» **THE PROBLEM**: Update the part of the Courtney Brown profile between "Senior career*" and "2024 NWSL Draft.", inclusive, by changing "selected" to "drafted", and write out the revised passage.

Personal information
- Full name: Courtney Talbot Brown
- Birth name: Courtney Talbot
- Date of birth: November 25, 2000 (age 25)
- Height: 5 ft 4 in (1.63 m)
- Position: Midfielder

Team information
- Current team: Utah Royals
- Number: 16

College career
- Years: Team / Apps / (Gls)
- 2019–2023: Utah Utes / 94 / (14)

Senior career*
- Years: Team / Apps / (Gls)
- 2024–2025: Washington Spirit / 39 / (2)
- 2026–: Utah Royals / 0 / (0)

= Courtney Brown (soccer) =

American soccer player (born 2000)

Courtney Talbot Brown (born November 25, 2000) is an American professional soccer player who plays as a midfielder for the Utah Royals of the National Women's Soccer League (NWSL). She played college soccer for the Utah Utes and was selected by the Washington Spirit in the fourth round of the 2024 NWSL Draft.

==Early life==

Brown grew up in West Haven, Utah, and attended Fremont High School in Plain City, Utah. She lettered in soccer, basketball, and track in high school, before deciding to focus on soccer. She helped the soccer team reach the Class 5A state championship game as a sophomore in 2016, scoring a goal in the loss at Rio Tinto Stadium. Growing up, she attended several Brigham Young University (BYU) soccer camps that were taught partly by her future Washington Spirit teammate Ashley Hatch. After two seasons of high school soccer, she played only for her club team La Roca FC. She initially planned to attend BYU before changing her mind and choosing to play for Utah.

==College career==

Brown was an immediate starter for the Utah Utes as a freshman in 2019, playing in all 21 games with 17 starts and scoring 2 goals. That year, she helped Utah qualify for the NCAA tournament, but it turned out to be her only tournament appearance in five years in Salt Lake City. She started all 16 games as a sophomore in 2020, leading the team in minutes played and points with 1 goal and a career-high 6 assists. In her junior year in 2021, she started all 20 games and led the team with a career-high 5 goals. She was also made team captain beginning that season. She had 3 goals and 3 assists in 17 games in her senior year in 2022. Because of the COVID-19 pandemic, she was granted an extra year of eligibility and returned for a fifth season while completing her master's degree in accounting. She started all 20 games and scored 3 goals with 4 assists in 2023.

» **Data entries**:

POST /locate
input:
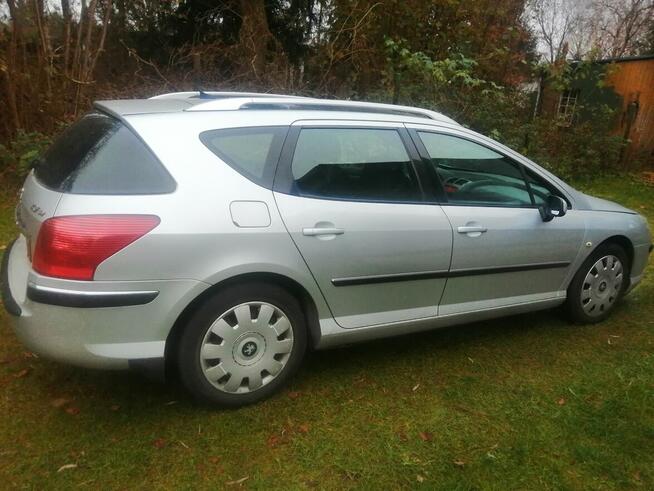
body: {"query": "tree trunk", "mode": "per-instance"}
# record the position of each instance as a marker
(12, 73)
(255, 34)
==
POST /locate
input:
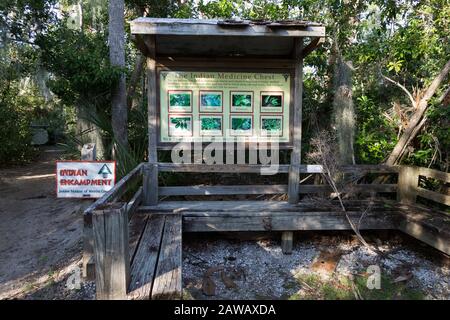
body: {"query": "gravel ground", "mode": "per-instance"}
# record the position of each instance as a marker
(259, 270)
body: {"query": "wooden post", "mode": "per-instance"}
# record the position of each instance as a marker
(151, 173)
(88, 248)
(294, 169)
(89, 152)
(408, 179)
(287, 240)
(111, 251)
==
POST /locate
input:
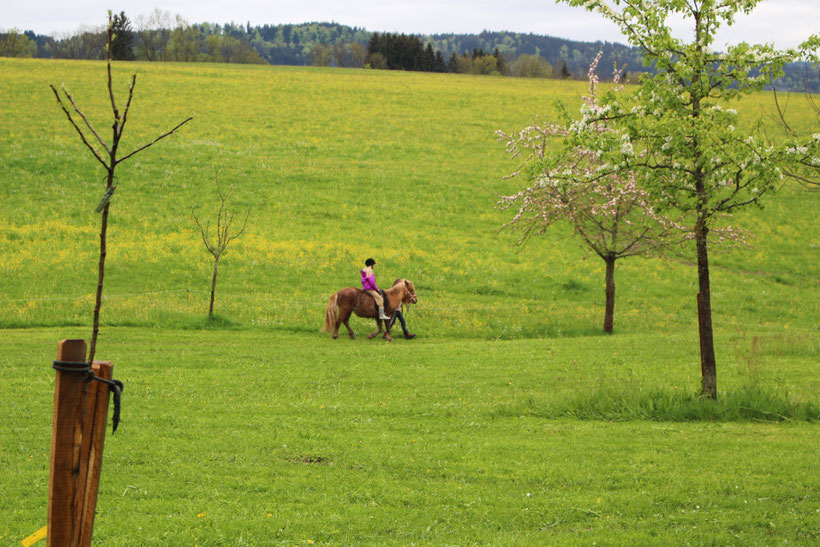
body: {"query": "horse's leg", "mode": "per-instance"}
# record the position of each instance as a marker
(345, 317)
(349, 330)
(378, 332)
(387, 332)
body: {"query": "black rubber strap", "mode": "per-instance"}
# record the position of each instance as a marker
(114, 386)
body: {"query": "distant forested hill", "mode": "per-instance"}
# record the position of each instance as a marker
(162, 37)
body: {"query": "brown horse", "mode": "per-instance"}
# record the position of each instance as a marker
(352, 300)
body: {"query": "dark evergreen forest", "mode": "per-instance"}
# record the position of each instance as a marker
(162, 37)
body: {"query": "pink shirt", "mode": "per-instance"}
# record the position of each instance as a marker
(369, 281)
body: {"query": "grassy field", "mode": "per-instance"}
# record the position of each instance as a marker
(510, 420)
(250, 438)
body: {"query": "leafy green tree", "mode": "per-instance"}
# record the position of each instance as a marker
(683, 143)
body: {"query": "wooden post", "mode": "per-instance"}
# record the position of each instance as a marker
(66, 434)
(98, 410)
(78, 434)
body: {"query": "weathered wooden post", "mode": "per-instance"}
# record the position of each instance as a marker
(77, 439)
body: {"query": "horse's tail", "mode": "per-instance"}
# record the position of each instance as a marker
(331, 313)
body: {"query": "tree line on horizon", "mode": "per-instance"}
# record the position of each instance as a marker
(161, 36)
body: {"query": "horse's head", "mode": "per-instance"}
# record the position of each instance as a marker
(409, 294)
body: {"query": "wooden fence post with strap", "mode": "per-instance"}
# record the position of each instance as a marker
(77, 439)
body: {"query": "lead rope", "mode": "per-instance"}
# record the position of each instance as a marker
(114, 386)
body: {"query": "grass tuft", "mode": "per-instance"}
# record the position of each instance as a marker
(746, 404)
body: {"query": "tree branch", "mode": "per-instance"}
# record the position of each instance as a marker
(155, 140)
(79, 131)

» **YOUR SOLUTION**:
Senior career*
- Years: Team / Apps / (Gls)
- 2024–2025: Washington Spirit / 39 / (2)
- 2026–: Utah Royals / 0 / (0)

= Courtney Brown (soccer) =

American soccer player (born 2000)

Courtney Talbot Brown (born November 25, 2000) is an American professional soccer player who plays as a midfielder for the Utah Royals of the National Women's Soccer League (NWSL). She played college soccer for the Utah Utes and was drafted by the Washington Spirit in the fourth round of the 2024 NWSL Draft.